◆ **What the task requires**: Reproduce everything from "Where is it? Adelaide" down to "pigs, and sheep." in the South Australian bucket list below.

-- begin Text shown --

The South Australian Bucket List

You haven’t truly “done” South Australia unless you’ve done these 100 experiences.

#100 - Attend the Royal Adelaide Show

Where is it? Adelaide Showground, Adelaide, SA

The Royal Adelaide Show is one of the key events on the Adelaide calendar that draws in huge crowds each year. The show features a mixture of rides, live entertainment, animals, demonstrations, and show bags over 10 days. Over half a million people attend this comprehensive celebration of all things agricultural, which is designed as a tribute to the hard workers within the agricultural industry. The 10-day event aims to showcase ‘the best of the country, to the city’ via various exhibition pavilions, carnival-style attractions and displays of skill and creativity. Animal displays and interaction also play a key role here, with farmers showing some of their best examples of livestock and kids able to get up close with the likes of alpacas, pigs, and sheep.

Aside from the extensive array of carnival rides, there's plenty of other things to do for kids, with dedicated areas set out for younger kids featuring various games, novelties and other interactive activities. Adults can find enough to amuse themselves as well, with the likes of sheep shearing displays, wine and cheese tastings, arts & crafts displays, and more. It's a festival that brings Adelaide to life. Image credit: Max Ryszawa

#99 - Stargazing (and rockets?) at Woomera

Where is it? 446km north of Adelaide, SA

The Aussie desert town of Woomera has a number of features that help make it unique; it's largely an extensive military base used for weapons testing, and it's also home to some of the clearest night skies in the country. However, it’s not the natural attractions that draw visitors here, instead, it’s the National Aerospace and Missile Park. Home to decades worth of weapons from the Air Force and aircraft used in trials, this is an aviation-lovers dream!

It's a unique attraction in its own right, but ranks right alongside another simple joy of visiting this isolated spot: its stargazing. As an area that receives an absolutely minimal amount of rainfall throughout the year, night skies at Woomera are famously clear and are the main reasons why it was chosen as the site for the Woomera Baker Observatory built in 2007 to capitalise on the clarity. Those interested in astronomy can book for the chance to join volunteers who run the observatory and gaze through its telescope for some incredible views of the Milky Way. Of course, the skies are also marvellous when simply viewed with the naked eye - so look up, and prepare to feel extremely small. Image credit: Adam Bruzzone via Tourism SA

#98 - Visit the Classic Jets Fighter Museum

Where is it? Salisbury, SA

Those with an interest in aviation or history will be in their element with a trip to Salisbury's Classic Jets Fighter Museum, an exhibition that features a surprisingly well-restored lineup of historic aircraft dating back to WWII and onward from the 1950's. Located in a hangar at Parafields Airport, the attraction was founded in the 1980's and has had significant effort poured into the painstaking reconstruction and maintenance of some of these famed aerial icons, a testament to the passion of the volunteers who keep it running. Visitors to the museum can watch these enthusiastic people at work restoring the aircraft while taking in the impressive static displays featuring a number of significant historic aircraft. What differentiates the Classic Jets Fighter Museum from others of its kind is the ability to actually enter the aircraft. Some, including a Mirage 111, Avon Sabre, and RAN Sea Venom, have open cockpits that allow you to sit inside and get a feel for the instrumentation.

-- end Text shown --
-- begin Information provided --

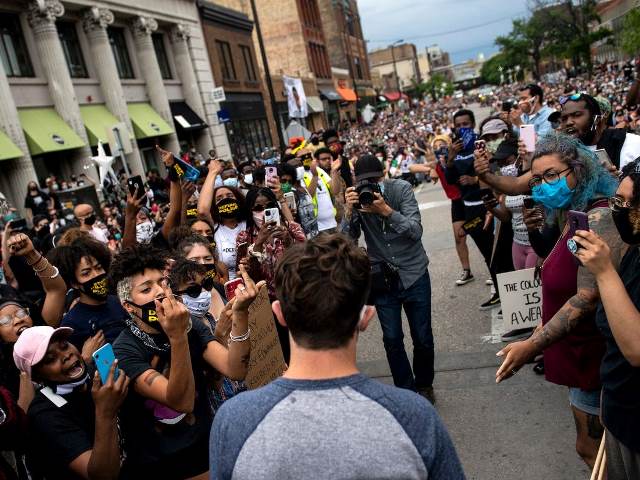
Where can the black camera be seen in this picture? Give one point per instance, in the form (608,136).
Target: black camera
(366,192)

-- end Information provided --

◆ **Task result**:
Where is it? Adelaide Showground, Adelaide, SA

The Royal Adelaide Show is one of the key events on the Adelaide calendar that draws in huge crowds each year. The show features a mixture of rides, live entertainment, animals, demonstrations, and show bags over 10 days. Over half a million people attend this comprehensive celebration of all things agricultural, which is designed as a tribute to the hard workers within the agricultural industry. The 10-day event aims to showcase ‘the best of the country, to the city’ via various exhibition pavilions, carnival-style attractions and displays of skill and creativity. Animal displays and interaction also play a key role here, with farmers showing some of their best examples of livestock and kids able to get up close with the likes of alpacas, pigs, and sheep.